Named object pointing records |
* * * * * * *

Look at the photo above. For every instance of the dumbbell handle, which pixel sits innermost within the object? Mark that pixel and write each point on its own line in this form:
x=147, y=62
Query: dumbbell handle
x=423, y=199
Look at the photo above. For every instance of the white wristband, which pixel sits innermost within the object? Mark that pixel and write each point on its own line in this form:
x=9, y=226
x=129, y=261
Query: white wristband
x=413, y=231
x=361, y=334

* * * * * * *

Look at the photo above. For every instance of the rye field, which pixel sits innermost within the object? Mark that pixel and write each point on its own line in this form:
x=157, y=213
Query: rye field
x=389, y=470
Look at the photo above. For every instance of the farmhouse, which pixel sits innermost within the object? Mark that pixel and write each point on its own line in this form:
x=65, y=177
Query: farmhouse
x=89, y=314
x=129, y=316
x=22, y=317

* * * * * * *

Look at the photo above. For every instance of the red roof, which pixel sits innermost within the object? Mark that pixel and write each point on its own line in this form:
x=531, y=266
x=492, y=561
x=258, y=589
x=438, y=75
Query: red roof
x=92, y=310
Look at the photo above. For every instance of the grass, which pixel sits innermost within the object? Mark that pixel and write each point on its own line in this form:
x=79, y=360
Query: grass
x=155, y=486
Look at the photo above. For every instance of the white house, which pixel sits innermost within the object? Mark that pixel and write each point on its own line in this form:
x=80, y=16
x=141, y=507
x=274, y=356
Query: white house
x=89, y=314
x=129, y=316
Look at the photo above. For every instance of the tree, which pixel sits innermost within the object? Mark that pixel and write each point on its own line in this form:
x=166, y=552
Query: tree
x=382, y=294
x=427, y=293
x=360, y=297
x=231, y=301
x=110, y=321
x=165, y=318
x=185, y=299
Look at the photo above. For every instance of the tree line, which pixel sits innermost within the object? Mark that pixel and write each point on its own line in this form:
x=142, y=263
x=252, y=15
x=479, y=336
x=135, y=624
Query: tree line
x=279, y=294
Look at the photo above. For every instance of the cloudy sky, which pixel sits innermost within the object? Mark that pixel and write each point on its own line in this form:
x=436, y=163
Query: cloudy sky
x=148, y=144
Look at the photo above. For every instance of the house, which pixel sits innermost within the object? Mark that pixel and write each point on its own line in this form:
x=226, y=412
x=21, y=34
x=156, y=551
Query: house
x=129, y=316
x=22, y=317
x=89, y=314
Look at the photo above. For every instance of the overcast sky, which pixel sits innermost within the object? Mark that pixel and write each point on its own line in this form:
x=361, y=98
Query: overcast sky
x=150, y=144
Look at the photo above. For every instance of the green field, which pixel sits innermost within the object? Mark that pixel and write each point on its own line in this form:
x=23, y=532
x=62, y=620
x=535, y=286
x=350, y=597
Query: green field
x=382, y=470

* * * * * * *

INSTRUCTION | Present the lines between the one containing "Look at the photo above. For every instance of the overcast" and the one containing "x=382, y=470", inclusive, as a numbered list. Omit any blank lines.

COMPLETE ANSWER |
1. Look at the photo above. For every instance of the overcast sky, which pixel sits innermost within the object? Mark that pixel and write each point on its own line in this form:
2. x=361, y=98
3. Query: overcast sky
4. x=150, y=144
5. Look at the photo above. For every instance of the green field, which pixel sits innermost within the object? Mark that pixel and write each point on its own line in this form:
6. x=23, y=532
7. x=62, y=620
8. x=535, y=286
9. x=350, y=597
10. Query: green field
11. x=382, y=470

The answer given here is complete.